=== Task goal ===
The expected response is an exact repetition of every record, with images excluded.

Annotated photo localization data
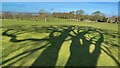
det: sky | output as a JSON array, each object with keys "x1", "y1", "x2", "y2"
[
  {"x1": 2, "y1": 0, "x2": 120, "y2": 2},
  {"x1": 2, "y1": 2, "x2": 118, "y2": 16}
]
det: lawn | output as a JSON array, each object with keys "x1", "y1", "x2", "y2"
[{"x1": 1, "y1": 19, "x2": 120, "y2": 67}]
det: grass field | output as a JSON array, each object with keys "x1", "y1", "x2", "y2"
[{"x1": 1, "y1": 19, "x2": 120, "y2": 67}]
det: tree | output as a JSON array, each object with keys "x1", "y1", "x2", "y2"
[
  {"x1": 39, "y1": 9, "x2": 50, "y2": 22},
  {"x1": 69, "y1": 11, "x2": 75, "y2": 14},
  {"x1": 76, "y1": 10, "x2": 84, "y2": 15},
  {"x1": 24, "y1": 13, "x2": 32, "y2": 19},
  {"x1": 2, "y1": 11, "x2": 13, "y2": 19},
  {"x1": 110, "y1": 16, "x2": 118, "y2": 23},
  {"x1": 13, "y1": 13, "x2": 25, "y2": 20},
  {"x1": 91, "y1": 11, "x2": 105, "y2": 21},
  {"x1": 75, "y1": 10, "x2": 85, "y2": 21}
]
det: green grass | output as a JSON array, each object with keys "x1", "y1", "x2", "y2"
[
  {"x1": 2, "y1": 19, "x2": 118, "y2": 31},
  {"x1": 1, "y1": 19, "x2": 120, "y2": 67}
]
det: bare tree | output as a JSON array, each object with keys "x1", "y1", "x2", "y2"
[
  {"x1": 2, "y1": 11, "x2": 13, "y2": 19},
  {"x1": 39, "y1": 9, "x2": 50, "y2": 22}
]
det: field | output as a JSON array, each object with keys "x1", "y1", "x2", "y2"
[{"x1": 1, "y1": 18, "x2": 120, "y2": 67}]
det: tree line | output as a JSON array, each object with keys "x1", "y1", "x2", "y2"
[
  {"x1": 52, "y1": 10, "x2": 118, "y2": 24},
  {"x1": 2, "y1": 9, "x2": 119, "y2": 24}
]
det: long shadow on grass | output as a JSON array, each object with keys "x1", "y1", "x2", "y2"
[
  {"x1": 65, "y1": 28, "x2": 104, "y2": 67},
  {"x1": 2, "y1": 29, "x2": 48, "y2": 42},
  {"x1": 2, "y1": 26, "x2": 120, "y2": 67},
  {"x1": 101, "y1": 46, "x2": 120, "y2": 66},
  {"x1": 2, "y1": 43, "x2": 49, "y2": 66},
  {"x1": 2, "y1": 28, "x2": 50, "y2": 66},
  {"x1": 2, "y1": 26, "x2": 72, "y2": 66},
  {"x1": 31, "y1": 26, "x2": 72, "y2": 66}
]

=== Solution to the problem ===
det: sky | output as a JSON array, each object with keys "x1", "y1", "x2", "y2"
[
  {"x1": 2, "y1": 0, "x2": 120, "y2": 2},
  {"x1": 2, "y1": 2, "x2": 118, "y2": 16}
]
det: lawn | output as a JSON array, each object with keys "x1", "y1", "x2", "y2"
[{"x1": 1, "y1": 19, "x2": 120, "y2": 67}]
det: grass field | output as a JSON array, each object with keys "x1", "y1", "x2", "y2"
[{"x1": 1, "y1": 19, "x2": 120, "y2": 67}]
det: tree | output as a JSON array, each object with keys "x1", "y1", "x2", "y2"
[
  {"x1": 39, "y1": 9, "x2": 50, "y2": 22},
  {"x1": 69, "y1": 11, "x2": 75, "y2": 14},
  {"x1": 76, "y1": 10, "x2": 84, "y2": 15},
  {"x1": 24, "y1": 13, "x2": 32, "y2": 19},
  {"x1": 2, "y1": 11, "x2": 13, "y2": 19},
  {"x1": 110, "y1": 16, "x2": 118, "y2": 23},
  {"x1": 13, "y1": 13, "x2": 25, "y2": 20},
  {"x1": 91, "y1": 11, "x2": 105, "y2": 21},
  {"x1": 75, "y1": 10, "x2": 85, "y2": 21}
]
det: green grass | output as a JSON array, each object with keys "x1", "y1", "x2", "y2"
[
  {"x1": 2, "y1": 19, "x2": 118, "y2": 31},
  {"x1": 1, "y1": 19, "x2": 120, "y2": 67}
]
det: bare tree | output as a JSON array, each object with keys "x1", "y1", "x2", "y2"
[
  {"x1": 2, "y1": 11, "x2": 13, "y2": 19},
  {"x1": 39, "y1": 9, "x2": 50, "y2": 22}
]
det: field | output as a JSON array, each object with keys "x1", "y1", "x2", "y2"
[{"x1": 1, "y1": 18, "x2": 120, "y2": 67}]
det: tree line | output as a JSON array, each object with keys "x1", "y1", "x2", "y2"
[
  {"x1": 52, "y1": 10, "x2": 118, "y2": 24},
  {"x1": 2, "y1": 9, "x2": 119, "y2": 24}
]
det: long shadow on grass | output as a JSON array, each object with keys "x1", "y1", "x2", "y2"
[
  {"x1": 65, "y1": 28, "x2": 104, "y2": 67},
  {"x1": 2, "y1": 29, "x2": 48, "y2": 42},
  {"x1": 2, "y1": 26, "x2": 120, "y2": 67},
  {"x1": 101, "y1": 46, "x2": 120, "y2": 66},
  {"x1": 2, "y1": 43, "x2": 49, "y2": 66},
  {"x1": 2, "y1": 28, "x2": 50, "y2": 66},
  {"x1": 2, "y1": 26, "x2": 72, "y2": 66},
  {"x1": 31, "y1": 26, "x2": 72, "y2": 66}
]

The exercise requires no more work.